── TRECHO DA PÁGINA

Na última postagem destaquei o artigo “Democracy and Growth in Brazil”, de Marcos Lisboa e Zeina Latif, a respeito da estratégia de grupos privados e minorias em convencer o Estado a conceder-lhes benefícios e tratamentos privilegiados custeados pela maioria silenciosa da população – o rent seeking, no jargão econômico. Para esses pesquisadores, essa seria uma característica determinante de nosso desenvolvimento econômico e também de nossa democracia.

 

Segundos os autores, a opção por políticas setoriais contrasta com o descaso de sucessivos governos brasileiros com o investimento num sistema de educação de qualidade, com a construção de canais institucionais de participação popular na fiscalização dos programas governamentais e também com a formatação de políticas públicas horizontais, que beneficiem amplamente a economia e não grupos isolados – como a reforma tributária, por exemplo.

 

Em síntese, o trabalho de Lisboa & Latif (que se pretende constituir a pedra fundamental de uma louvável agenda mais ampla de pesquisa sobre o tema) não nega a necessidade de se incentivar, em determinados momentos, setores específicos, mas desde que isso seja feito de modo transparente.

 

Os autores concluem o artigo sugerindo a criação de instrumentos que explicitem os custos desses benefícios, assim como propiciem a avaliação contínua de seus efeitos, comparando-os com políticas alternativas.

────
── RELAÇÃO DE ENTRADAS

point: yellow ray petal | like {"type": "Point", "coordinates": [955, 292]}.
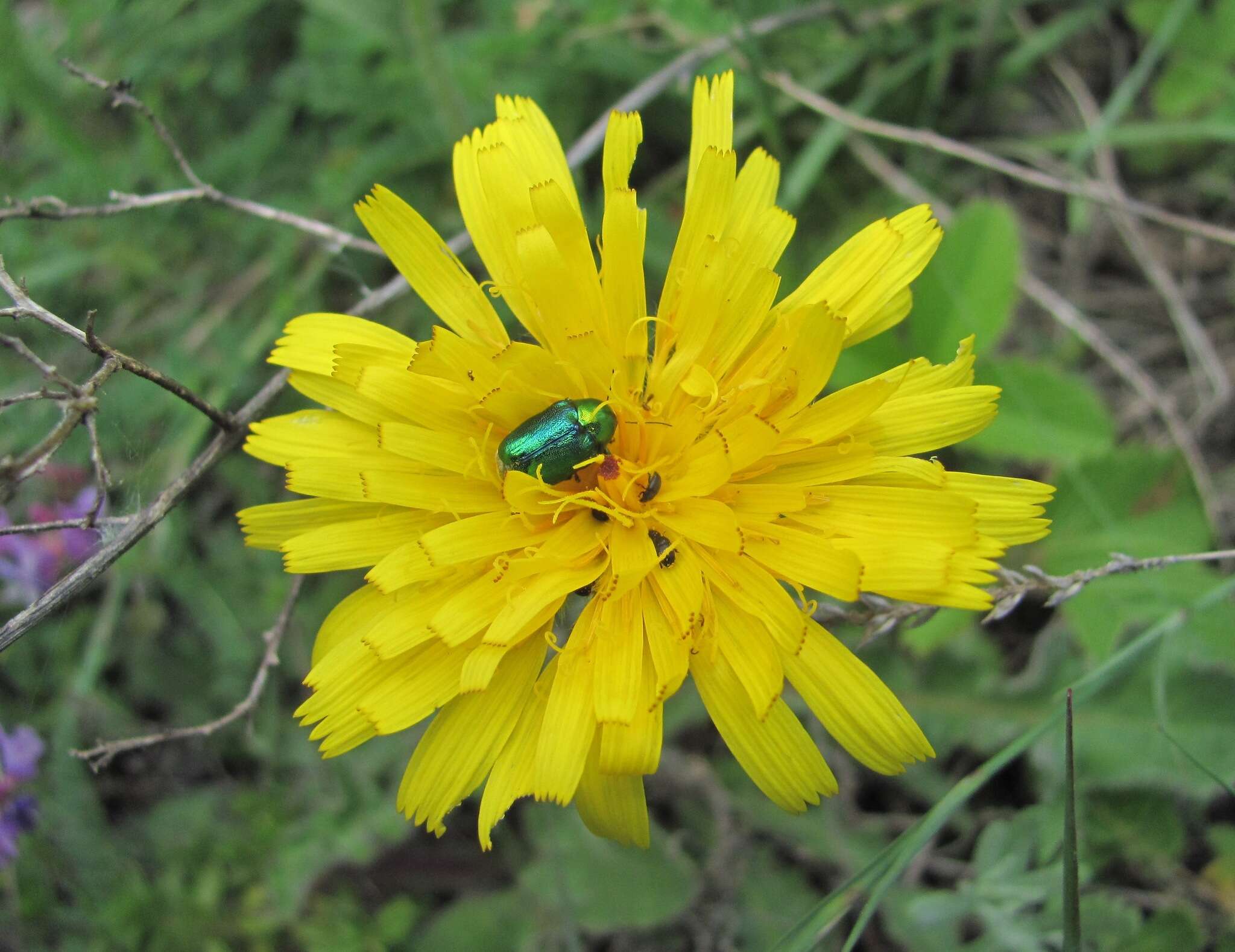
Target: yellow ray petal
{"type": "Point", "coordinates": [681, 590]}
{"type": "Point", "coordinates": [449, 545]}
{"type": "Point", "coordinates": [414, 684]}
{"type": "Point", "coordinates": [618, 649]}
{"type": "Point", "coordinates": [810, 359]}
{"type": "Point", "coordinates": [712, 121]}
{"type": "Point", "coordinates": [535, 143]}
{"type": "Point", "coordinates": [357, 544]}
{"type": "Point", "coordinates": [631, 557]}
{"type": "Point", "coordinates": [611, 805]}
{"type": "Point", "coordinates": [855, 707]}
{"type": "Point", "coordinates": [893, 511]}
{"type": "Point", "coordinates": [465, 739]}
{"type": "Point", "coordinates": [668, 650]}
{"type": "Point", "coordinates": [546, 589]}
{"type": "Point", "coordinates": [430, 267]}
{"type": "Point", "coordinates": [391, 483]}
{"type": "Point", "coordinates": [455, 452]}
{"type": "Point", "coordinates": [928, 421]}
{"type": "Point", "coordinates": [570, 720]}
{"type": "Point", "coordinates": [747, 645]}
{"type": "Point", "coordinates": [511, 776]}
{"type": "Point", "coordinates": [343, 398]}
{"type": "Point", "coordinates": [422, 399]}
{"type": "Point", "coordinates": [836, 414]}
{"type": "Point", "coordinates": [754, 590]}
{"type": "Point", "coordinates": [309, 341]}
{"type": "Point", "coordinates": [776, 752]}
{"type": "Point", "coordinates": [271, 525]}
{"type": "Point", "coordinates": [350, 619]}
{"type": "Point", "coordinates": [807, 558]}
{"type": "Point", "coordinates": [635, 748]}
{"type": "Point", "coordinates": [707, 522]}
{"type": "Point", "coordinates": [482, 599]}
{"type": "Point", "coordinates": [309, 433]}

────
── RELAÇÃO DE ENTRADAS

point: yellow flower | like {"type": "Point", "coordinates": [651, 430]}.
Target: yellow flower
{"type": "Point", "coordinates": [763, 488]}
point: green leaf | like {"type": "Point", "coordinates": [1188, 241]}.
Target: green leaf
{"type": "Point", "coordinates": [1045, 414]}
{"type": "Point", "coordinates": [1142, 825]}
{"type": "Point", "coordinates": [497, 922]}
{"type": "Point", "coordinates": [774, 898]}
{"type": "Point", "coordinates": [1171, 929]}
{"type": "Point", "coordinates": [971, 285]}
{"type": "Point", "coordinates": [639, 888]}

────

### INSTRUÇÕES
1) Enumere todas as iniciativas que, conforme o texto sobre o artigo de Lisboa e Latif, foram objeto de descaso por parte de sucessivos governos brasileiros.
2) Extraia do texto sobre o artigo de Lisboa e Latif o trecho que vai de “Os autores concluem” até “com políticas alternativas.”.
As entradas acima provêm de uma fonte distinta da do texto.

### GABARITO
1)
- o investimento num sistema de educação de qualidade
- a construção de canais institucionais de participação popular na fiscalização dos programas governamentais
- a formatação de políticas públicas horizontais, que beneficiem amplamente a economia e não grupos isolados

2)
Os autores concluem o artigo sugerindo a criação de instrumentos que explicitem os custos desses benefícios, assim como propiciem a avaliação contínua de seus efeitos, comparando-os com políticas alternativas.